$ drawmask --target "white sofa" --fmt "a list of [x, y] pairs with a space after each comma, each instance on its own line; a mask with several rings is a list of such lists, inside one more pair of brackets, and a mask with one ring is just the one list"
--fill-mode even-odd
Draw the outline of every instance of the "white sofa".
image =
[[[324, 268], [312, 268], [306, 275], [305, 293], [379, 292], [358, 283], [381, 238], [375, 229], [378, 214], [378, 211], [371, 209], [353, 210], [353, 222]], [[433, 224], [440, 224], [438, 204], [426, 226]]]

====

### [AIM OF THE EXERCISE]
Rewrite the data above, putting "beige couch" wherever "white sofa" appears and leaving everything else unchanged.

### [EXPECTED ANSWER]
$ drawmask --target "beige couch" --fmt "a list of [x, y] pairs with a space after each comma, each instance on its own line; a mask with several rings is a list of such lists, inside one more pair of brackets, and a mask with one ring is just the one list"
--fill-mode even-odd
Draw the outline of every instance of the "beige couch".
image =
[[[324, 268], [312, 268], [306, 275], [305, 293], [379, 292], [358, 283], [381, 238], [375, 229], [378, 214], [378, 211], [371, 209], [353, 210], [353, 222]], [[433, 224], [440, 224], [438, 204], [426, 226]]]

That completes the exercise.